Reproduce the lines below word for word, changing nothing.

* DATA TO USE *
┄┄┄┄┄┄┄┄┄┄

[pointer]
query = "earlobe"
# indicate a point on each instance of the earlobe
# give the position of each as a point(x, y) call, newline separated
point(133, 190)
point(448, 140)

┄┄┄┄┄┄┄┄┄┄

* COMPLETE OUTPUT *
[pointer]
query = "earlobe"
# indicate a point on each instance of the earlobe
# give the position of each as a point(x, y) call, newline separated
point(133, 190)
point(448, 140)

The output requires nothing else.